EXERCISE OBJECTIVE:
Turn the records, from their first line up to and including the line with "x=365, y=27", into a JSON list of strings, one string per line, skipping any blank lines.

****************************************

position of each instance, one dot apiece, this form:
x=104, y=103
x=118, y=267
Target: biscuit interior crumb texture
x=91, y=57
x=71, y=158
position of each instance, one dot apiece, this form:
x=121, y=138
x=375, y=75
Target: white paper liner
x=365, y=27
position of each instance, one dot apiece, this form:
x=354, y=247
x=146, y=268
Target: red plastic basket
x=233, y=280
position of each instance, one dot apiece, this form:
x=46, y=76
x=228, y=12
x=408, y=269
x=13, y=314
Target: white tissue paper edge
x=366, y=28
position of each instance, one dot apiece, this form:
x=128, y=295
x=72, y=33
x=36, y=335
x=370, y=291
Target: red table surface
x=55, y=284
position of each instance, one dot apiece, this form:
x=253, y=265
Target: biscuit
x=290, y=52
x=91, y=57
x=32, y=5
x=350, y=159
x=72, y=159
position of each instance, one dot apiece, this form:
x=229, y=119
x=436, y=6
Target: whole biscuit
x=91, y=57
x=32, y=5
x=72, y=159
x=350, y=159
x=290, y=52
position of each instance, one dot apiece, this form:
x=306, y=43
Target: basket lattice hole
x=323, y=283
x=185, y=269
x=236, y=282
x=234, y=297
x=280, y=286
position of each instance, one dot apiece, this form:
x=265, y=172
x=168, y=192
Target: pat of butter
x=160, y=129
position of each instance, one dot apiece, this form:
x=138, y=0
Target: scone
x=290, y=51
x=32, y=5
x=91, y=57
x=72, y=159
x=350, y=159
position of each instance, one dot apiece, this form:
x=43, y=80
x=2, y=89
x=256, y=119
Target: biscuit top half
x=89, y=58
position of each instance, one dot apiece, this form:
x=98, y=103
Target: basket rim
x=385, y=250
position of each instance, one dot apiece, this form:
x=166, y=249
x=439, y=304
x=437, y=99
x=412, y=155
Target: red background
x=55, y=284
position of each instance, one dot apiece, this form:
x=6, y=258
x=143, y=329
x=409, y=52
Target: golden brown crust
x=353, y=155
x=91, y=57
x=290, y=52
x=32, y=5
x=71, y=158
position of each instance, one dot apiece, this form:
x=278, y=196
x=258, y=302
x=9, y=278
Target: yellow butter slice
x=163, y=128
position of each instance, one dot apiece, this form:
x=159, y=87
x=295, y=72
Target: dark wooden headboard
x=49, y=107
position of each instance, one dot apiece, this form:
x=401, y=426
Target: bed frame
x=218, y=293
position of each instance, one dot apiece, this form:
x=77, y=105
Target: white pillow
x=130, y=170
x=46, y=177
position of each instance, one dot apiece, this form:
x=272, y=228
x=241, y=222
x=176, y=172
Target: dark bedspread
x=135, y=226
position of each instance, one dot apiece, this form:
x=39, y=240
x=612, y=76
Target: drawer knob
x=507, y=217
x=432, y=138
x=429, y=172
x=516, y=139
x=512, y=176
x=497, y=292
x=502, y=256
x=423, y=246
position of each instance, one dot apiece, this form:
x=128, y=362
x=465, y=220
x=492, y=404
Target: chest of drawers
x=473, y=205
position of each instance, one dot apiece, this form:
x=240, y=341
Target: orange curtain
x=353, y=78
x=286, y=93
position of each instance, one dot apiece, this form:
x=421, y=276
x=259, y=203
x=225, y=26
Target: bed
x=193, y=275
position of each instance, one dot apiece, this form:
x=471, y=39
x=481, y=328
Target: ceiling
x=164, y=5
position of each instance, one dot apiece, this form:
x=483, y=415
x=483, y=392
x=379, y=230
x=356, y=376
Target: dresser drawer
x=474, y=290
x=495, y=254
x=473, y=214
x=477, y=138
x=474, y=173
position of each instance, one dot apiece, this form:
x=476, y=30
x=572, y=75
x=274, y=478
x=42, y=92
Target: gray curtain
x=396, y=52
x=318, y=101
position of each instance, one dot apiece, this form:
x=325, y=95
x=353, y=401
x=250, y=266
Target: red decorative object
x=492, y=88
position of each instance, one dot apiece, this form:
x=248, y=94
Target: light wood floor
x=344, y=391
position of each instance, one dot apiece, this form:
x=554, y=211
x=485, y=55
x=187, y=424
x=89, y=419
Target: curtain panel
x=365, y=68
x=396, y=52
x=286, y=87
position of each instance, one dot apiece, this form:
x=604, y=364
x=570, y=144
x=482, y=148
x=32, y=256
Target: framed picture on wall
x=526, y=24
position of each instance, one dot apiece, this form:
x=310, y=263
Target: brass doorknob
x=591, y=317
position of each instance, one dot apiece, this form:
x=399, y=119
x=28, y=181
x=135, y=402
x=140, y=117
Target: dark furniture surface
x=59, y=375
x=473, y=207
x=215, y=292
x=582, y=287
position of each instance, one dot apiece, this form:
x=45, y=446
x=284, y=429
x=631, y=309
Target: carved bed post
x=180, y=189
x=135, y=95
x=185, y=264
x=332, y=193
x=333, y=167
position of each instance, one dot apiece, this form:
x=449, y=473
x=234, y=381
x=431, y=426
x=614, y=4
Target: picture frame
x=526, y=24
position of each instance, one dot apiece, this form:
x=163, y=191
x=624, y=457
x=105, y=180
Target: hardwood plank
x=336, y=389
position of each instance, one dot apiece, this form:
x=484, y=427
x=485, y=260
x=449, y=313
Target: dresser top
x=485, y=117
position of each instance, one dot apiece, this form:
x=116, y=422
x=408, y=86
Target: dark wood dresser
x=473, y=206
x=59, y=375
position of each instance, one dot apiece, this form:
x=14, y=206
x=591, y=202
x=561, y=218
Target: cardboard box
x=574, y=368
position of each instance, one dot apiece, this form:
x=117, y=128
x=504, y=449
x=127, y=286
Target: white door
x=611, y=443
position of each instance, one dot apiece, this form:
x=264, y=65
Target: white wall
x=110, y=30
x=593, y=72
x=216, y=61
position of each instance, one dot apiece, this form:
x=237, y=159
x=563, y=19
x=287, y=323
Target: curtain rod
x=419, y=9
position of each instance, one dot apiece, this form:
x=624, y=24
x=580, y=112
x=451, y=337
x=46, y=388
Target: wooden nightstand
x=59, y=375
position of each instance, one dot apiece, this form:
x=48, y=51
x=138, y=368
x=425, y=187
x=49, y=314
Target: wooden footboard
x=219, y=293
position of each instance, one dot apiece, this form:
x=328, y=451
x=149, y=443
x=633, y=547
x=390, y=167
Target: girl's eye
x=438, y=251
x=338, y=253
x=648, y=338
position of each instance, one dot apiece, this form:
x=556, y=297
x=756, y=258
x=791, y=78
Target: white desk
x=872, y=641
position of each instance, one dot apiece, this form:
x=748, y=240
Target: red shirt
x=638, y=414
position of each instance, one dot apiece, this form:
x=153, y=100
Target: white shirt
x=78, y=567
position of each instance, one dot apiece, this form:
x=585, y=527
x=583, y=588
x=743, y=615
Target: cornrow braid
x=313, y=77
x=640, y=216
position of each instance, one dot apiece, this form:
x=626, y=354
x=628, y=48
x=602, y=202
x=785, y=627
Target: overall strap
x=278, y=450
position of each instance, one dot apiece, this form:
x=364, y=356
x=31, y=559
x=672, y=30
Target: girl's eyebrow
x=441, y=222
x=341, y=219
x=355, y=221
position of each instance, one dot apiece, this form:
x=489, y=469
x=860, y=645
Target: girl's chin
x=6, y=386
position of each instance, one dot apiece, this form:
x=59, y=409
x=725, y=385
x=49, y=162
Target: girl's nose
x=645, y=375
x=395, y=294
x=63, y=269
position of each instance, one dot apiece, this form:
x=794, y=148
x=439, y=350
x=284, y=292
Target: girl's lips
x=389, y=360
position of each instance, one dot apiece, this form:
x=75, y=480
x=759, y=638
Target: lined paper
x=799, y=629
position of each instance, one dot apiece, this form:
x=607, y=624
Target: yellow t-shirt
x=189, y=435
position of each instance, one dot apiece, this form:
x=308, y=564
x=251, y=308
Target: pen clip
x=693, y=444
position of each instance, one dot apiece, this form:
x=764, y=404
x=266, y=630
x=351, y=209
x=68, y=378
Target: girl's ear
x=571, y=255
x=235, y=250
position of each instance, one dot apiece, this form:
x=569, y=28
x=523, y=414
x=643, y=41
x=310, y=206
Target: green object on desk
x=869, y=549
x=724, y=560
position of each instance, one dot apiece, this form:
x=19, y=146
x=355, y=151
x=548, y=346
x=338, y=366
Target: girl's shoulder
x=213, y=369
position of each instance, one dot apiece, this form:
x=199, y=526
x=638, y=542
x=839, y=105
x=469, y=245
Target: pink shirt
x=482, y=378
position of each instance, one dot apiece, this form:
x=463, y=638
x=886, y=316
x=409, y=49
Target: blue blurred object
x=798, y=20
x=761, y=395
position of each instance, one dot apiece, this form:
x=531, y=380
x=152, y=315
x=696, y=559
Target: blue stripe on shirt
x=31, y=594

****************************************

WORKED ANSWER:
[
  "position of each instance, one dot apiece, this form:",
  "x=104, y=103",
  "x=118, y=267",
  "Target: biscuit interior crumb texture",
  "x=91, y=57",
  "x=71, y=158",
  "position of each instance, one dot apiece, this form:",
  "x=121, y=138",
  "x=375, y=75",
  "Target: white paper liner",
  "x=365, y=27"
]